■ What is expected ■
In the article on automation and workplace personality traits below, reproduce word for word the part that opens with "It would be" and closes with "our automated rivals.".

++++ Source passage ++++

Automation and the workplace is an issue that I’ve touched on extensively in the past year or so, and I’m broadly cynical about the doomsday scenarios that are proliferating at the moment, in no small part because of the dubious methodology many of the studies that underpin these ‘robots will take our jobs’ scenarios.
It would be churlish to believe that new technologies won’t impact the labor market though, and it will undoubtedly pay to be as agile and adaptive as possible.
A recent paper published in the European Journal of Personality examines the kind of traits we might consider developing to help us stave off our automated rivals.
“Robots can’t perform as well as humans when it comes to complex social interactions,” the authors say. “Humans also outperform machines when it comes to tasks that require creativity and a high degree of complexity that is not routine. As soon as you require flexibility, the human does better.”
The study saw data from nearly 350,000 people analyzed over a 50 year timeframe to look at personality traits and vocational interests in adolescence, along with intelligence and socioeconomic status. They then matched this with jobs that are at risk of automation.

++++ Material shown ++++

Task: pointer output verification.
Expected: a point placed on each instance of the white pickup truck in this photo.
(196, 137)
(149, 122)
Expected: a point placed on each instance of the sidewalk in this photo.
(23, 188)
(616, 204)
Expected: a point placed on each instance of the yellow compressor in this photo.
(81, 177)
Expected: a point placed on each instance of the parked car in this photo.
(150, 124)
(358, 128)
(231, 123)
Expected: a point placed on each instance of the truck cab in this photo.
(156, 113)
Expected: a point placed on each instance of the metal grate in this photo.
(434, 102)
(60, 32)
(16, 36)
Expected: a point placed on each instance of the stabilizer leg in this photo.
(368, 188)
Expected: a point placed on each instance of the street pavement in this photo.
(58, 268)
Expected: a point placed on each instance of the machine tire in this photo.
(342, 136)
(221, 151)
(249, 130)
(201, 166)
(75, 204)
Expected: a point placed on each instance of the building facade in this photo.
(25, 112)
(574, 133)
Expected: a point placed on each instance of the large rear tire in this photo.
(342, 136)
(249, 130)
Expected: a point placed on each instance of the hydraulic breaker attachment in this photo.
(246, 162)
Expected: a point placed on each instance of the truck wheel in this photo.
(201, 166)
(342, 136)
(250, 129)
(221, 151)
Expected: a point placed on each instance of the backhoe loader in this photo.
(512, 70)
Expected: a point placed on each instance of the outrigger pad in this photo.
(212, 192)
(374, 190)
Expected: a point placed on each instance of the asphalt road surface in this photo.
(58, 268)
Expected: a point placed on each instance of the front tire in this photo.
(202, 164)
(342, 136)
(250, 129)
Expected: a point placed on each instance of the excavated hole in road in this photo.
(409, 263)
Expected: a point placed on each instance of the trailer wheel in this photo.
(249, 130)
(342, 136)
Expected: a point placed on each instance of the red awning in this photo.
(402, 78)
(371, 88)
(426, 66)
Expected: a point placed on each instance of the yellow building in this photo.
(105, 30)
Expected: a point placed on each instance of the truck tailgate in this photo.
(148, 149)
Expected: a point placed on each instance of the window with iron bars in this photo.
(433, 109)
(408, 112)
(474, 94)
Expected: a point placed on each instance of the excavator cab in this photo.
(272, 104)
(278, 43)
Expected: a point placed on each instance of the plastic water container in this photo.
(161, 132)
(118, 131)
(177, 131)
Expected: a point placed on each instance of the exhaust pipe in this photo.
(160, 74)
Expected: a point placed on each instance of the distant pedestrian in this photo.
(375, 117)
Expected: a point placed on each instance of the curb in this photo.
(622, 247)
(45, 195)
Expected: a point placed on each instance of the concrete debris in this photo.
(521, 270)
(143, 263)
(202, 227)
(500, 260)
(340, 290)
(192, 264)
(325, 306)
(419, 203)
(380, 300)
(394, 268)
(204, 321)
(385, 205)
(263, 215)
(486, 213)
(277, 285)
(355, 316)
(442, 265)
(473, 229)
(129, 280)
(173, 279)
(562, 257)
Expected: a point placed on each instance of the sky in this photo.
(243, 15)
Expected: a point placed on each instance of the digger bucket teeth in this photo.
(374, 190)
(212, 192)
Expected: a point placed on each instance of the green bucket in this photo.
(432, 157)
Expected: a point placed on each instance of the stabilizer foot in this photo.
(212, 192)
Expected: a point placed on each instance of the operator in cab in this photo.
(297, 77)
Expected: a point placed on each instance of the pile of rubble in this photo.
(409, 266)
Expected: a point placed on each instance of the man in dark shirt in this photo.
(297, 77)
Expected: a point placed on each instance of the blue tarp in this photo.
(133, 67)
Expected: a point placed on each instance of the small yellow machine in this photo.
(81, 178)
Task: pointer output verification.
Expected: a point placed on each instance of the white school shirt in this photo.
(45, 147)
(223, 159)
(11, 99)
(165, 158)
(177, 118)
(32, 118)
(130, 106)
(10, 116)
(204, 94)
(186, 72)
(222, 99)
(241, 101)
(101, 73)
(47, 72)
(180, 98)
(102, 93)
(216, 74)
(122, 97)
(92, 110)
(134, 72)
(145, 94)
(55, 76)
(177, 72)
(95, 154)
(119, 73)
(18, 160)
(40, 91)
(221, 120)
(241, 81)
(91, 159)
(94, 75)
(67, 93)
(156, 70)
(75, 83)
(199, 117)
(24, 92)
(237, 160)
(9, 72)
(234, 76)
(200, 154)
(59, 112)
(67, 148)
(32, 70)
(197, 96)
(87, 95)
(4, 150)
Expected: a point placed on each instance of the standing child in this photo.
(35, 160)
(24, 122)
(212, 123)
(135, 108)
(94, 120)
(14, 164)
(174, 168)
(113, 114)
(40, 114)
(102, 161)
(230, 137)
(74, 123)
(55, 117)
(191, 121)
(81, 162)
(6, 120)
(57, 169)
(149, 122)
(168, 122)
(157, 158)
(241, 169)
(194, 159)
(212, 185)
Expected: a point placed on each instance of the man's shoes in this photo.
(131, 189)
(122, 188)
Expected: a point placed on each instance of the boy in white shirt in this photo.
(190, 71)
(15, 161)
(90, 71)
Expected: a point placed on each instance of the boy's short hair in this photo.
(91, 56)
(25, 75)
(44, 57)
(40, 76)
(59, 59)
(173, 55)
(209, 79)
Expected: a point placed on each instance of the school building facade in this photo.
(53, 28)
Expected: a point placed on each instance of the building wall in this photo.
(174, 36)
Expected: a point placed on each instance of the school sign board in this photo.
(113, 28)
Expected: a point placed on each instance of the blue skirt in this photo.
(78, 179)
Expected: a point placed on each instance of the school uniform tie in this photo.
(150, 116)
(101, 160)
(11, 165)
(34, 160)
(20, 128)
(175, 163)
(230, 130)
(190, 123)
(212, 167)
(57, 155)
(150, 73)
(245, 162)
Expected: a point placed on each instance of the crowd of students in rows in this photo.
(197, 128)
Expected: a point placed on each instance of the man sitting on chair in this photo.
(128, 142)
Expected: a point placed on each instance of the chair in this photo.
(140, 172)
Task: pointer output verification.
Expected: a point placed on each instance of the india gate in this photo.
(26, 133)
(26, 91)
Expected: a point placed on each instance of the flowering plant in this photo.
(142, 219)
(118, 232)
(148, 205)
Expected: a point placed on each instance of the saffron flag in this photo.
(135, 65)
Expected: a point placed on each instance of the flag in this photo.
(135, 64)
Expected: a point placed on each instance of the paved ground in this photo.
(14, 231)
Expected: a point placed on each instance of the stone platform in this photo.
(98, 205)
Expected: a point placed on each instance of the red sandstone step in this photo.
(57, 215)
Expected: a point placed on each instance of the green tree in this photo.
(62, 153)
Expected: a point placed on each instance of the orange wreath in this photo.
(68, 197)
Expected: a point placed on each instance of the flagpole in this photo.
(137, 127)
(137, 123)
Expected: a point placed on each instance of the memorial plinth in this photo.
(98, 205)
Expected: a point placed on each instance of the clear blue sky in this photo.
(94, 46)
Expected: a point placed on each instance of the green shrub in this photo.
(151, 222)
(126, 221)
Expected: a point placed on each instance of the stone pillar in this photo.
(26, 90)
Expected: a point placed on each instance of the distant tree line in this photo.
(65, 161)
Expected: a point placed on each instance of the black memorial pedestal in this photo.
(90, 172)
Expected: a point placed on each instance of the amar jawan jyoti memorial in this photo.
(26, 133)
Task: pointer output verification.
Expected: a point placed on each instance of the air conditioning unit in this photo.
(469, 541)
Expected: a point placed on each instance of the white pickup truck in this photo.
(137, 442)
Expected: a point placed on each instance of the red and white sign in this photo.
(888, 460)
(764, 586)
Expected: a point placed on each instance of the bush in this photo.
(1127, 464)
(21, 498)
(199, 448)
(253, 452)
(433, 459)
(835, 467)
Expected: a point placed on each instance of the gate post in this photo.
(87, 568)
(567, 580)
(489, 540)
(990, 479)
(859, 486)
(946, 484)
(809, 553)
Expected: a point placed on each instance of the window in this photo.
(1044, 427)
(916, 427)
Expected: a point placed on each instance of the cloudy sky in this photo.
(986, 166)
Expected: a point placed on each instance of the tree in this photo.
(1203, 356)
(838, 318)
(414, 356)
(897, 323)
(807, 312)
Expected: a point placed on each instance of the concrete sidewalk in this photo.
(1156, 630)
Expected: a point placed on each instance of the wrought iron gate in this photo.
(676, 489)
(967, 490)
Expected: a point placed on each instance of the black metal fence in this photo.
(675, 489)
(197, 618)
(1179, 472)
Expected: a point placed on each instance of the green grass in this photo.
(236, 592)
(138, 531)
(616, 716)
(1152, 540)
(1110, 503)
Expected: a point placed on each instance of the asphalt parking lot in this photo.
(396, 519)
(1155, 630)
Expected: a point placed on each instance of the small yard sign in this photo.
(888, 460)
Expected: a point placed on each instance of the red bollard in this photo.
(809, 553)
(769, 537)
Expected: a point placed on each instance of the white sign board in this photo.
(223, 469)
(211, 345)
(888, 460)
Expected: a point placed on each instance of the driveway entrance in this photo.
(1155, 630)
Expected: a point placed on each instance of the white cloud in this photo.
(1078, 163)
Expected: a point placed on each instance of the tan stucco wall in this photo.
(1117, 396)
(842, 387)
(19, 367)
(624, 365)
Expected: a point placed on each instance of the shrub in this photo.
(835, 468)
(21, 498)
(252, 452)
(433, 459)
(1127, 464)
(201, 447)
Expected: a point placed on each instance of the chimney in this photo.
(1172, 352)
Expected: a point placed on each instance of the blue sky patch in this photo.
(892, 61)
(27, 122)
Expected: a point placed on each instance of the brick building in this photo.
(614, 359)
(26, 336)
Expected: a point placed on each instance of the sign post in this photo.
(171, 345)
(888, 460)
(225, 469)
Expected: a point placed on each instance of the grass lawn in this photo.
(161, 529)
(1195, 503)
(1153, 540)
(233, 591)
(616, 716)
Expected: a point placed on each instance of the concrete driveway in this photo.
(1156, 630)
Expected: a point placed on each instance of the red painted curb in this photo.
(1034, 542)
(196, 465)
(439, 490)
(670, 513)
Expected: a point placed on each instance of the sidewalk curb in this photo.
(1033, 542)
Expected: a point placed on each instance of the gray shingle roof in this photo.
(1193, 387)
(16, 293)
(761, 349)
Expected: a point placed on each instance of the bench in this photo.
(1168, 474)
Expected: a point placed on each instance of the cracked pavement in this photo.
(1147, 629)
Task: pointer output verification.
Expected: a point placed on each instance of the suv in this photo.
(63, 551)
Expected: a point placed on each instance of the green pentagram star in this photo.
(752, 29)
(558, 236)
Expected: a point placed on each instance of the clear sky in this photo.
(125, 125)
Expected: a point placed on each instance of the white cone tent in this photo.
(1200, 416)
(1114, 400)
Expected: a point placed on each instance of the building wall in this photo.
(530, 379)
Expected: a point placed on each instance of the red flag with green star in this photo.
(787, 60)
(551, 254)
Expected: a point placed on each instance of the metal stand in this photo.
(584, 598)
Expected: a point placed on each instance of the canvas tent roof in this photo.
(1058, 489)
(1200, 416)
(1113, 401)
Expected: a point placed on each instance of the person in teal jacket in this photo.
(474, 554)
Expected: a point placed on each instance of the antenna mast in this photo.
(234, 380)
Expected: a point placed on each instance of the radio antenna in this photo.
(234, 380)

++++

■ Solution to this problem ■
It would be churlish to believe that new technologies won’t impact the labor market though, and it will undoubtedly pay to be as agile and adaptive as possible.
A recent paper published in the European Journal of Personality examines the kind of traits we might consider developing to help us stave off our automated rivals.